■ GIVEN INSTRUCTION
Please display, in full, each line below that contains the word "find".

■ RECORDS FOR THIS TASK
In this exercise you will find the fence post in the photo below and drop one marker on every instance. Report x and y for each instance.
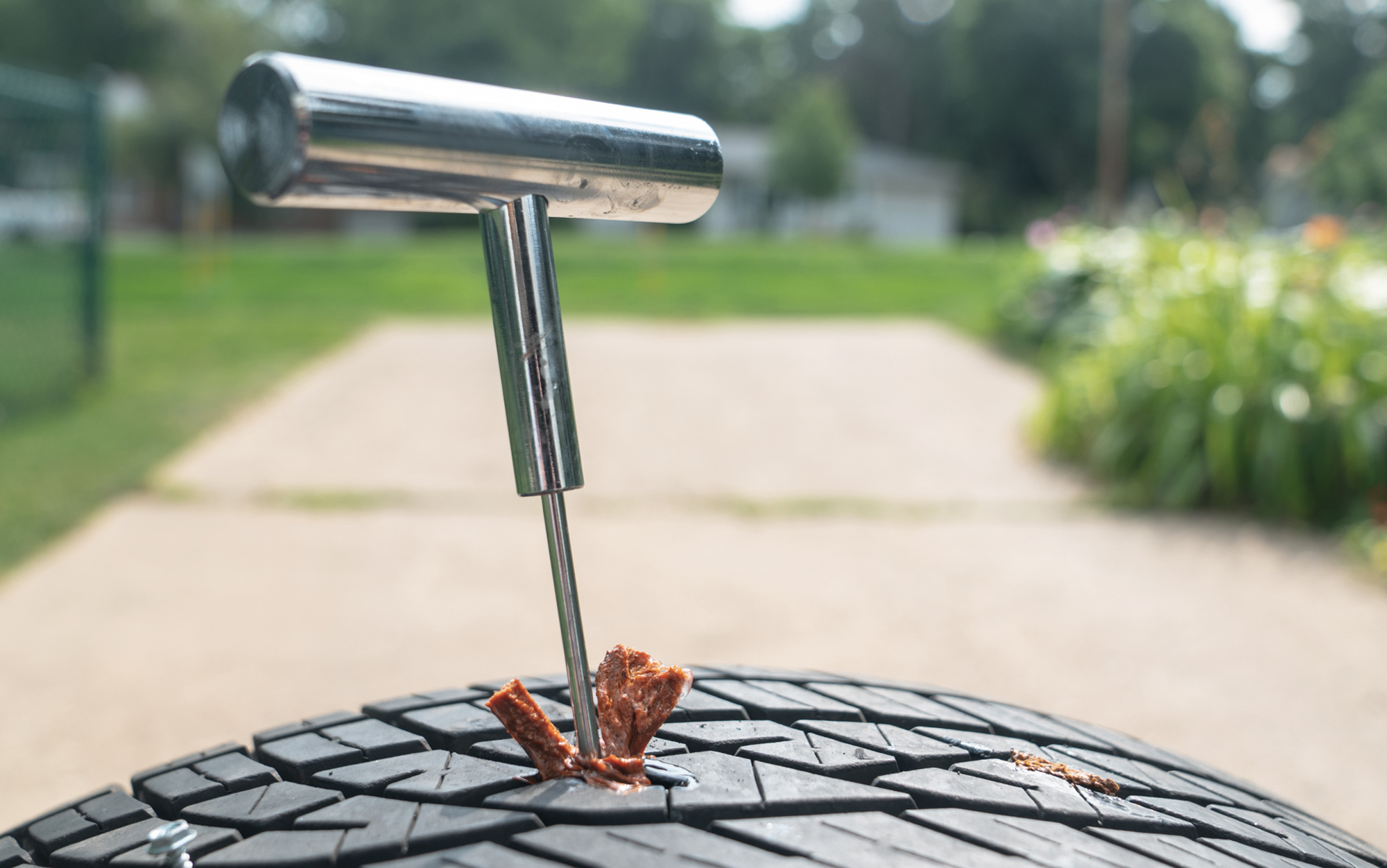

...

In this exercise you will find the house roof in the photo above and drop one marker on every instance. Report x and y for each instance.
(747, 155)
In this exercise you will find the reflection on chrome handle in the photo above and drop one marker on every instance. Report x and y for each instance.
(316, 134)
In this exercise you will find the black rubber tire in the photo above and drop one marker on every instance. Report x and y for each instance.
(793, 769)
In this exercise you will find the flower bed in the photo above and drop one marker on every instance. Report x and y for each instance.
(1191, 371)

■ OUTPUT BELOW
In this exercise you will find the fence post in the photo below and drop one marker on every instance. Report x and y for each instance.
In this exercise you will find the house roof in the photo above and drop one marker on every instance. Report x and y for each instance.
In this exercise you will find the reflection on chrome handle in the photo above and drop one marker on every instance. Report x and y for each instance.
In this exercise you will find the black rubber tire in the photo above and drop one marker on every instance. Report x and y for each instance.
In this exercise you will find the flower bed in the photo above and drop one marker on every instance. Report x and y for each instance.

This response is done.